Start of ENTRIES SUPPLIED

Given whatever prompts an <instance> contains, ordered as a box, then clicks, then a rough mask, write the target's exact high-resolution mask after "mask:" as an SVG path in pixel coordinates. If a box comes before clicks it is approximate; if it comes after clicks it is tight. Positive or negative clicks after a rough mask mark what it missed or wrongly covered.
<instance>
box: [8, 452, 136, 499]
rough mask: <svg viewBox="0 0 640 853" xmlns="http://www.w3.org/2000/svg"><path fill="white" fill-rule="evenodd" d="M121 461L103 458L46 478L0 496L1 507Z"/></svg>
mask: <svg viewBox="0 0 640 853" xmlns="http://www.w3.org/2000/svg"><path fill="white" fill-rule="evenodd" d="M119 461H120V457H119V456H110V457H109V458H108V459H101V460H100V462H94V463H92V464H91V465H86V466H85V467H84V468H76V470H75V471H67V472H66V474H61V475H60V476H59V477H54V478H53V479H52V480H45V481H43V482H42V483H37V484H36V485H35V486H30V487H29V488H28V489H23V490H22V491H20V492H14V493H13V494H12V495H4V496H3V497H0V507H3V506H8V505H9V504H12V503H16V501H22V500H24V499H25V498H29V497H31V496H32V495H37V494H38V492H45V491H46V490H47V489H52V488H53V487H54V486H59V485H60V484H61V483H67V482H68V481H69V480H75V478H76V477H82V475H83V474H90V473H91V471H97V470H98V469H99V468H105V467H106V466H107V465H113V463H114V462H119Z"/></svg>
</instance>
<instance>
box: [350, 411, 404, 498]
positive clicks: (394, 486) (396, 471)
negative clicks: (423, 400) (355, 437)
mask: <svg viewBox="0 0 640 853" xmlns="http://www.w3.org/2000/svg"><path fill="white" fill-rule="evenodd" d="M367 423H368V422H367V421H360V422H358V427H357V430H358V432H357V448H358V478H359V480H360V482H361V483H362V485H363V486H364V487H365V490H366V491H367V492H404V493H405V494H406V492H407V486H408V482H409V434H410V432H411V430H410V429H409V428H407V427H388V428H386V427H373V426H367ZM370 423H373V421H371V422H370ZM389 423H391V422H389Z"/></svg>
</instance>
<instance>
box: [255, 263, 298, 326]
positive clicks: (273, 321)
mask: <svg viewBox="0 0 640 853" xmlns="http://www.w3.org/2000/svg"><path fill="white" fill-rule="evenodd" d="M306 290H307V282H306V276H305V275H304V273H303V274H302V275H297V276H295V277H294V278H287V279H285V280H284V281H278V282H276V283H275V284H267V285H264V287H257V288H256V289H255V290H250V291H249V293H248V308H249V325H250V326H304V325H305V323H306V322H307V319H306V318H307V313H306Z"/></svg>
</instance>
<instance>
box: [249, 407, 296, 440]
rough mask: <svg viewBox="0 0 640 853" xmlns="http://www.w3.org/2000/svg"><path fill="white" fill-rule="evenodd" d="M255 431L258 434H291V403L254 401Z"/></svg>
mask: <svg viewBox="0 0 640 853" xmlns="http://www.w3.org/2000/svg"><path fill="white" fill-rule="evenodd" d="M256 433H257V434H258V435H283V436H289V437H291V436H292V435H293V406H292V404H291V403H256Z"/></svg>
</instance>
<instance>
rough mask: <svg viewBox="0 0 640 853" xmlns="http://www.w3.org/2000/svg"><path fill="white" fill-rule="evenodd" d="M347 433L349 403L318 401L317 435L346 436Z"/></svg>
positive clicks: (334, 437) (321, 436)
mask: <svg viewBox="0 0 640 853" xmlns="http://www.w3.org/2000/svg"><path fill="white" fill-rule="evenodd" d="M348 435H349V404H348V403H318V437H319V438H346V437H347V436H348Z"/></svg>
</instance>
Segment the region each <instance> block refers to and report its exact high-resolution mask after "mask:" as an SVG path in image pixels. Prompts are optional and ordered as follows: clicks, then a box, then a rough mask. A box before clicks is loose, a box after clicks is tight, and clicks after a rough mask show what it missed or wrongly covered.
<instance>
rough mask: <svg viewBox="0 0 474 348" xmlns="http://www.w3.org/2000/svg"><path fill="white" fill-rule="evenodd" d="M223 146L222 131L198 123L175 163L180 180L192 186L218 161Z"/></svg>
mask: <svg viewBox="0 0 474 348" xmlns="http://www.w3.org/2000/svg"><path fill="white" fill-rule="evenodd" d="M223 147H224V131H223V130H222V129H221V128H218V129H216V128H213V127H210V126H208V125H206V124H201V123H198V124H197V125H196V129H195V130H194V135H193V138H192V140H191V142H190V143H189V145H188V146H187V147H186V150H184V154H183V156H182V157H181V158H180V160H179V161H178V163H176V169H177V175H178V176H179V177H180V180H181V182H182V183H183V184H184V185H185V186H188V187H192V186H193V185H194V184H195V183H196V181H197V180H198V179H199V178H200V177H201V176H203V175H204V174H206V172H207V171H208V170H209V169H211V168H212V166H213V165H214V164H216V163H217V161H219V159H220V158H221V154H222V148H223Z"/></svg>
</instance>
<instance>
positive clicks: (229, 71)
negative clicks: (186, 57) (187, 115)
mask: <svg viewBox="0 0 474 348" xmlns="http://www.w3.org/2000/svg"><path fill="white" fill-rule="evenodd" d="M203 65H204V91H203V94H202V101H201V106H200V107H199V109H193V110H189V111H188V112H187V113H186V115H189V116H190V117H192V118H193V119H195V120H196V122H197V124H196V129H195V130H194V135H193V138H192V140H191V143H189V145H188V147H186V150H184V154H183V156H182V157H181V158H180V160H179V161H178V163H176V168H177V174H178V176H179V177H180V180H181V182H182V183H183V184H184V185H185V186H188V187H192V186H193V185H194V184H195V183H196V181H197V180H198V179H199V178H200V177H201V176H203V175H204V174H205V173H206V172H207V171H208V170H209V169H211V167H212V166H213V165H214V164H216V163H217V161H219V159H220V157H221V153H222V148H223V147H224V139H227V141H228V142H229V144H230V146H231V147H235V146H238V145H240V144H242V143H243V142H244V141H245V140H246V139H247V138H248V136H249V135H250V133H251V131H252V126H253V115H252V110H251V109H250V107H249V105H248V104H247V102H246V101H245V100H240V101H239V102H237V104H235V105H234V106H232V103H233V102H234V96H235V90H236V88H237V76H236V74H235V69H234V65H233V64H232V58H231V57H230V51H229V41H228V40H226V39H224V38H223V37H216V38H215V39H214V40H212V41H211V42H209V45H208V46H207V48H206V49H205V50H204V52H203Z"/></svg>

End of ENTRIES SUPPLIED

• **ASSIGNMENT**: Rename "rough mask" to "coarse mask" everywhere it occurs in the listing above, and reproduce the listing otherwise unchanged.

• **WRITTEN ANSWER**:
Given whatever prompts an <instance> contains, ordered as a box, then clicks, then a coarse mask, write the target's exact high-resolution mask after "mask:" as an SVG path in pixel coordinates. If a box comes before clicks it is approximate; if it comes after clicks it is tight. Positive or negative clicks after a coarse mask mark what it missed or wrongly covered.
<instance>
box: [8, 452, 136, 499]
coarse mask: <svg viewBox="0 0 640 853" xmlns="http://www.w3.org/2000/svg"><path fill="white" fill-rule="evenodd" d="M121 461L103 458L46 478L0 496L1 507Z"/></svg>
mask: <svg viewBox="0 0 640 853" xmlns="http://www.w3.org/2000/svg"><path fill="white" fill-rule="evenodd" d="M119 461H120V457H119V456H110V457H109V458H108V459H101V460H100V462H94V463H92V464H91V465H86V466H85V467H84V468H76V470H75V471H67V472H66V474H61V475H60V476H59V477H54V478H53V479H52V480H45V481H43V482H42V483H37V484H36V485H35V486H30V487H29V488H28V489H23V490H22V491H20V492H14V493H13V494H12V495H4V496H3V497H0V507H3V506H8V505H9V504H12V503H16V501H22V500H24V499H25V498H29V497H31V496H32V495H37V494H38V492H45V491H46V490H47V489H52V488H53V487H54V486H59V485H60V484H61V483H67V482H68V481H69V480H75V478H76V477H82V475H83V474H90V473H91V471H97V470H98V469H99V468H105V467H106V466H107V465H113V463H114V462H119Z"/></svg>
</instance>
<instance>
box: [350, 411, 404, 498]
positive clicks: (394, 486) (396, 471)
negative clicks: (423, 400) (355, 437)
mask: <svg viewBox="0 0 640 853" xmlns="http://www.w3.org/2000/svg"><path fill="white" fill-rule="evenodd" d="M367 423H368V422H367V421H360V422H358V427H357V430H358V432H357V448H358V478H359V480H360V482H361V483H362V485H363V486H364V487H365V490H366V491H367V492H404V493H405V494H406V492H407V486H408V482H409V434H410V432H411V430H410V429H409V428H407V427H388V428H386V427H373V426H367ZM370 423H373V421H371V422H370ZM389 423H391V422H389Z"/></svg>
</instance>
<instance>
box: [255, 263, 298, 326]
positive clicks: (273, 321)
mask: <svg viewBox="0 0 640 853" xmlns="http://www.w3.org/2000/svg"><path fill="white" fill-rule="evenodd" d="M306 290H307V282H306V276H305V275H304V273H303V274H302V275H297V276H295V277H294V278H287V279H285V280H284V281H278V282H276V283H275V284H267V285H264V287H257V288H256V289H255V290H250V291H249V293H248V308H249V325H250V326H304V325H305V323H306V322H307V319H306V318H307V313H306Z"/></svg>
</instance>
<instance>
box: [249, 407, 296, 440]
coarse mask: <svg viewBox="0 0 640 853" xmlns="http://www.w3.org/2000/svg"><path fill="white" fill-rule="evenodd" d="M255 431L258 434H291V403L254 401Z"/></svg>
mask: <svg viewBox="0 0 640 853" xmlns="http://www.w3.org/2000/svg"><path fill="white" fill-rule="evenodd" d="M256 433H257V434H258V435H283V436H289V437H291V436H292V435H293V406H292V404H291V403H256Z"/></svg>
</instance>
<instance>
coarse mask: <svg viewBox="0 0 640 853" xmlns="http://www.w3.org/2000/svg"><path fill="white" fill-rule="evenodd" d="M347 433L349 403L318 401L317 435L346 436Z"/></svg>
positive clicks: (334, 437) (321, 436)
mask: <svg viewBox="0 0 640 853" xmlns="http://www.w3.org/2000/svg"><path fill="white" fill-rule="evenodd" d="M348 435H349V404H348V403H318V437H319V438H346V437H347V436H348Z"/></svg>
</instance>
Segment the region each <instance> block refers to and report its exact high-resolution mask after "mask:" as an SVG path in image pixels. Prompts are optional and ordered as follows: clicks, then a box, then a coarse mask. A box before clicks is loose, a box after clicks is tight, and clicks after a coarse mask show what it missed or wrongly covered.
<instance>
coarse mask: <svg viewBox="0 0 474 348" xmlns="http://www.w3.org/2000/svg"><path fill="white" fill-rule="evenodd" d="M223 146L222 131L198 123L175 163L180 180L192 186L218 161Z"/></svg>
mask: <svg viewBox="0 0 474 348" xmlns="http://www.w3.org/2000/svg"><path fill="white" fill-rule="evenodd" d="M223 147H224V131H223V130H222V129H221V128H218V129H216V128H213V127H210V126H208V125H206V124H201V123H198V124H197V125H196V129H195V130H194V135H193V138H192V140H191V142H190V143H189V145H188V146H187V147H186V150H184V154H183V156H182V157H181V158H180V160H179V161H178V163H176V169H177V175H178V176H179V177H180V180H181V182H182V183H183V184H184V185H185V186H188V187H192V186H193V185H194V184H195V183H196V181H197V180H198V179H199V178H200V177H201V176H203V175H204V174H206V172H207V171H208V170H209V169H211V168H212V166H213V165H214V164H216V163H217V161H219V159H220V158H221V154H222V148H223Z"/></svg>
</instance>
<instance>
positive clicks: (229, 71)
negative clicks: (186, 57) (187, 115)
mask: <svg viewBox="0 0 474 348" xmlns="http://www.w3.org/2000/svg"><path fill="white" fill-rule="evenodd" d="M203 65H204V91H203V94H202V101H201V106H200V107H199V109H193V110H189V111H188V112H187V113H186V115H189V116H190V117H192V118H193V119H195V120H196V122H197V124H196V129H195V130H194V135H193V138H192V140H191V143H189V145H188V147H186V150H184V154H183V156H182V157H181V158H180V160H179V161H178V163H176V168H177V174H178V176H179V177H180V180H181V182H182V183H183V184H184V185H185V186H188V187H192V186H193V185H194V184H195V183H196V181H197V180H198V179H199V178H200V177H201V176H203V175H204V174H205V173H206V172H207V171H208V170H209V169H211V167H212V166H213V165H214V164H216V163H217V161H219V159H220V157H221V153H222V148H223V147H224V139H227V141H228V142H229V144H230V146H231V147H235V146H238V145H240V144H242V143H243V142H244V141H245V140H246V139H247V138H248V136H249V135H250V133H251V131H252V126H253V115H252V110H251V109H250V107H249V105H248V104H247V102H246V101H245V100H240V101H239V102H237V104H235V105H234V106H232V103H233V102H234V96H235V90H236V88H237V76H236V74H235V69H234V65H233V64H232V58H231V57H230V51H229V41H228V40H226V39H224V38H223V37H216V38H215V39H214V40H212V41H211V42H209V45H208V46H207V48H206V49H205V50H204V52H203Z"/></svg>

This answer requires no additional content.